• [Instructions to follow]:
Identify every line in the items that contains the word "beetle", and copy each of those lines in full.

start Records supplied

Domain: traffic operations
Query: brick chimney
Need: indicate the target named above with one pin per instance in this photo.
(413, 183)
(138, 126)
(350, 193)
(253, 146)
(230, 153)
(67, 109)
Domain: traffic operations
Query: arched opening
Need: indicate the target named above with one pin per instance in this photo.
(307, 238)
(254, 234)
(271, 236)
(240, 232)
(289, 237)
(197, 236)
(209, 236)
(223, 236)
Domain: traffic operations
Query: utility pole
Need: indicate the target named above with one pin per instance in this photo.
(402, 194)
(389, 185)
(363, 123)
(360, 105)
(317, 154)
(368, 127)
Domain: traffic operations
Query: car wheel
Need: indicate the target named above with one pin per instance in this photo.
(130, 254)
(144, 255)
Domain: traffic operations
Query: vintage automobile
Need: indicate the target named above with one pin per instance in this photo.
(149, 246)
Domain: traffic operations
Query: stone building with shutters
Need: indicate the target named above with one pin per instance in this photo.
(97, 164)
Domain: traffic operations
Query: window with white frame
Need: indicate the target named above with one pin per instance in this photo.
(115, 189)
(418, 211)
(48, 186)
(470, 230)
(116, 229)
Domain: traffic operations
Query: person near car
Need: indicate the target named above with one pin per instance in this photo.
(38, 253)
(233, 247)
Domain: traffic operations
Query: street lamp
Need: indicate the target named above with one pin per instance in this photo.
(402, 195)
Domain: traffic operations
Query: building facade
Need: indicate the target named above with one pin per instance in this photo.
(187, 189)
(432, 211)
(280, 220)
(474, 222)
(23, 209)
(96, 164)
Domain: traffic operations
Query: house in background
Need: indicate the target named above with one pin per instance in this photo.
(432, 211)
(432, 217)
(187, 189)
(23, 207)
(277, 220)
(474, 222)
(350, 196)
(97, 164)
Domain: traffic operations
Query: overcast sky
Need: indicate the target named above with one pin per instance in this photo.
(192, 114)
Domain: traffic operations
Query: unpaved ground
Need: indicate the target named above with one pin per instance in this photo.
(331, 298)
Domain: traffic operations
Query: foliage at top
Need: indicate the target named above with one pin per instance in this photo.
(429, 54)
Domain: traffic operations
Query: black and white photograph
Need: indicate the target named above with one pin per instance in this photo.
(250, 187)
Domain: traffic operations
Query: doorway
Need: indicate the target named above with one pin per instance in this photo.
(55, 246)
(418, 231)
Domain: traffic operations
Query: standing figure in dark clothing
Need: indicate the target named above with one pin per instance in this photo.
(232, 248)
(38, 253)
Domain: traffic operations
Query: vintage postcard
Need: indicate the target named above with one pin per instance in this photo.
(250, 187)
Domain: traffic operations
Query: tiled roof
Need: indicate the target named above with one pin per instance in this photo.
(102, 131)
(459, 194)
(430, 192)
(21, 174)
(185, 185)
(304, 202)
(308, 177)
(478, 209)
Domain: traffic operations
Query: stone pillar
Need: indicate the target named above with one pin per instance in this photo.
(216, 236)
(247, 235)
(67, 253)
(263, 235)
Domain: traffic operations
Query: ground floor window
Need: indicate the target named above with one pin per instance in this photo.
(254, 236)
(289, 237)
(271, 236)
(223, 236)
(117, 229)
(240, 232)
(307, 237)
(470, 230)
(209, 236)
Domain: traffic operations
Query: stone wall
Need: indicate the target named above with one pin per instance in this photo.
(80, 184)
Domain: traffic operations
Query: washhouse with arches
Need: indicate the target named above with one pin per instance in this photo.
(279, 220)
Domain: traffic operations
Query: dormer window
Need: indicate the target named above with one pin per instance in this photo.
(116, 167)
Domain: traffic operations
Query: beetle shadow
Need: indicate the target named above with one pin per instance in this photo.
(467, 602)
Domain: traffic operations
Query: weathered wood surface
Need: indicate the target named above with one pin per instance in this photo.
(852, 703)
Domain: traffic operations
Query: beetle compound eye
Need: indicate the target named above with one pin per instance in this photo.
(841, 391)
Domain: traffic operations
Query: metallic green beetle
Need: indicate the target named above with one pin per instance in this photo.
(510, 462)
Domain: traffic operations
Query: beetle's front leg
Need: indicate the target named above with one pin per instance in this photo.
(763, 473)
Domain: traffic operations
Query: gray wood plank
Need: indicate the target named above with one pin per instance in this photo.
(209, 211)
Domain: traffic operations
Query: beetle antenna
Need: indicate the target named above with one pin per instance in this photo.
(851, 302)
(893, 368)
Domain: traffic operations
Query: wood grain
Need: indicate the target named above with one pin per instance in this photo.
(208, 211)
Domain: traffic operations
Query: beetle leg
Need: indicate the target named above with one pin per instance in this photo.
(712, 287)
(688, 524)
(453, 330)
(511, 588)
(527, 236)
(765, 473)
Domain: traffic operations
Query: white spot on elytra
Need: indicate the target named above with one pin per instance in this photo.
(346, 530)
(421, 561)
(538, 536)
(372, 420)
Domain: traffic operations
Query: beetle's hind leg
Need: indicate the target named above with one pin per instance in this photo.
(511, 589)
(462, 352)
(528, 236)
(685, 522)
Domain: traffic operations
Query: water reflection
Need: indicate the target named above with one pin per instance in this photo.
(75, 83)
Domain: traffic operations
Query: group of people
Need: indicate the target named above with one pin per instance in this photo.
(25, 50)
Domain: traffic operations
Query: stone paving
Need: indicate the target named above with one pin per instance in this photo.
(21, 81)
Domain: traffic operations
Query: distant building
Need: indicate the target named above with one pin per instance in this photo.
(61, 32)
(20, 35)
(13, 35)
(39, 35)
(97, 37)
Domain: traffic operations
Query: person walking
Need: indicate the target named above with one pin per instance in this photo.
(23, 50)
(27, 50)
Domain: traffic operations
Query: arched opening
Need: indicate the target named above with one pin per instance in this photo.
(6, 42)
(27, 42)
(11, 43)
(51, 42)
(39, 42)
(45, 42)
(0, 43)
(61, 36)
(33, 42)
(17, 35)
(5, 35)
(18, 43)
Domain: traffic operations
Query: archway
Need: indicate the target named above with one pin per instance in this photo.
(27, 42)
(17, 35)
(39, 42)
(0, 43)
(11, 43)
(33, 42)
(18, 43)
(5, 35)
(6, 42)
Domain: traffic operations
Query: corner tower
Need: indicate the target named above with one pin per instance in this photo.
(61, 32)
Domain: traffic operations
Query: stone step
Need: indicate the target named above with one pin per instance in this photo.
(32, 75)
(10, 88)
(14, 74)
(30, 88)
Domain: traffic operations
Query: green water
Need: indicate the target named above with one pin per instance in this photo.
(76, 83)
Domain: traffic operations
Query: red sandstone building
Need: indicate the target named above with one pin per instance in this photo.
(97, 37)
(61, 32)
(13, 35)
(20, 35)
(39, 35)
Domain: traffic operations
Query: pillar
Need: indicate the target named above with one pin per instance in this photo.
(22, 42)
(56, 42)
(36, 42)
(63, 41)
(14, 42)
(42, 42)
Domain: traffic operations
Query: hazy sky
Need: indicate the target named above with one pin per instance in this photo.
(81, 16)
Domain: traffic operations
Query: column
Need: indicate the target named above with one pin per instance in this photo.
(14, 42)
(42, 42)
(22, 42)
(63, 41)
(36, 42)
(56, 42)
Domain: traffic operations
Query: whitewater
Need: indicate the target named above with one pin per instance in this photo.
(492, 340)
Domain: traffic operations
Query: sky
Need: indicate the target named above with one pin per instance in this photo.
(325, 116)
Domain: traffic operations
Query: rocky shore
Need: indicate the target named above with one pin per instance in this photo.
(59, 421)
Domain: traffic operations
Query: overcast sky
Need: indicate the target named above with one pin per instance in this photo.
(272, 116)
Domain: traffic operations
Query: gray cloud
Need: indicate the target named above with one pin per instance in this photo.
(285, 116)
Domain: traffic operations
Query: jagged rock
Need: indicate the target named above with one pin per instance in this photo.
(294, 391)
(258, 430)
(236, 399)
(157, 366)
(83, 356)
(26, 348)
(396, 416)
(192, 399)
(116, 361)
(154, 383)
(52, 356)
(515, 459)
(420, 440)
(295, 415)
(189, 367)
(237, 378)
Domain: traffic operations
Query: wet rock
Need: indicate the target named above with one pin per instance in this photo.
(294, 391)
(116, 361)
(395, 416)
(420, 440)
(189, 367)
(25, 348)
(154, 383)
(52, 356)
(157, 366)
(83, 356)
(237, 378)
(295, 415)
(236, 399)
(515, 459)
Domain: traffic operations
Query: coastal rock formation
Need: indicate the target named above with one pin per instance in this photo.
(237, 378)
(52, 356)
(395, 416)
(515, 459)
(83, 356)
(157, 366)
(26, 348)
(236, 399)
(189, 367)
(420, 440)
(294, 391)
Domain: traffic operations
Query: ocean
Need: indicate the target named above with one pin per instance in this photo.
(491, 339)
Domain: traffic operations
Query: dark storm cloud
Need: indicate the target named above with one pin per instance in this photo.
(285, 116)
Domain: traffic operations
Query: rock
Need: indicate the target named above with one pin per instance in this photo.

end Records supplied

• [Result of this task]:
Query: beetle shadow
Query: beetle compound eye
Query: metallic green beetle
Query: beetle's front leg
Query: beetle antenna
Query: beetle leg
Query: beetle's hind leg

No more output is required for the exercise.